In the second heat the next day Gar Wood noticed he had a cracked gas tank, but patched it and fired out into the lead nonetheless, blowing the monocles right off the faces of those in the stands. Two miles into the race the Miss England II ended up capsizing and sinking after taking a hairpin turn through Wood's wake. Kaye Don and his crewmates were safe, but both he and Gar Wood ended up being disqualified for jumping the starting gun by several seconds. An article in the Chicago Tribune says that another mishap occurred when a dock collapsed under the weight of too many spectators, causing all of them to fall into the river. Again, no one was seriously hurt, but several monocles were reported lost.


Gar Wood rematched Kaye Don at the 1932 Harmsworth, and had no trouble defeating him with his new Miss America X, which was powered by four supercharged Packard V12s, and produced a combined 7,200 horsepower, capable of 125mph. This incredible boat is on display at the Packard Proving Grounds in Shelby Twp., Michigan. Gar Wood successfully defended the Harmsworth Trophy once more in 1933 before retiring from the sport.

An issue of Motor Boating says that during the 1933 Detroit Regatta, the Whittier held an exposition of boating-related paraphernalia, including a display by the Electri-Craft Corporation of Syracuse, New York. Their exhibit featured the debut of the first ever all-electric watercraft, which was powered by battery. The Electri-Craft company had their national sales and distribution office here in Detroit, at 500 East Jefferson Avenue.


I guess the Whittier also had a bit of a hangout spot for hydroplane racers and their ilk back in the 1950s and '60s, according to one message board post. There was a lounge somewhere in here called the "Gold Cup Room" that was apparently pretty popular with that set.

As you can see all the plaster detail and wood paneling of the Whittier's main lobby is just about fully intact. It would not take much to bring this baby back to original shine. The Whittier is an example of what you can do when you jump on an architectural gem before it starts falling apart.


Gorgeous carved oak(?) trim and French doors:


Okay, heading upstairs. There was of course a much fancier staircase than this one, but it was rigged with a motion detector near the bottom, so we used this one.


Another strange story about the Whittier from the 1930s comes from a family history published in 1994 by Gerard Lacey. In 1939 he says, a female book-keeper lived here. After being spurned by her boyfriend (a Detroit Police inspector), she was driven into a fit of rage and killed her child, before leaping out of a 4th floor window of the Whittier to her death.

**Stored data:**
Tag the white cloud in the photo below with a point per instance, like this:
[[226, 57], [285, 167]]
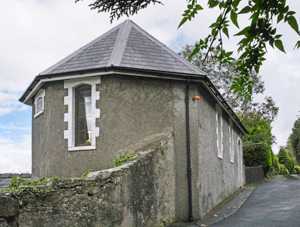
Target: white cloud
[[9, 103], [15, 157]]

**Problem requirements:** Reproduce word for word the part of the passage on the Whittier starting with "I guess the" and going on through "with that set.".

**The answer:**
I guess the Whittier also had a bit of a hangout spot for hydroplane racers and their ilk back in the 1950s and '60s, according to one message board post. There was a lounge somewhere in here called the "Gold Cup Room" that was apparently pretty popular with that set.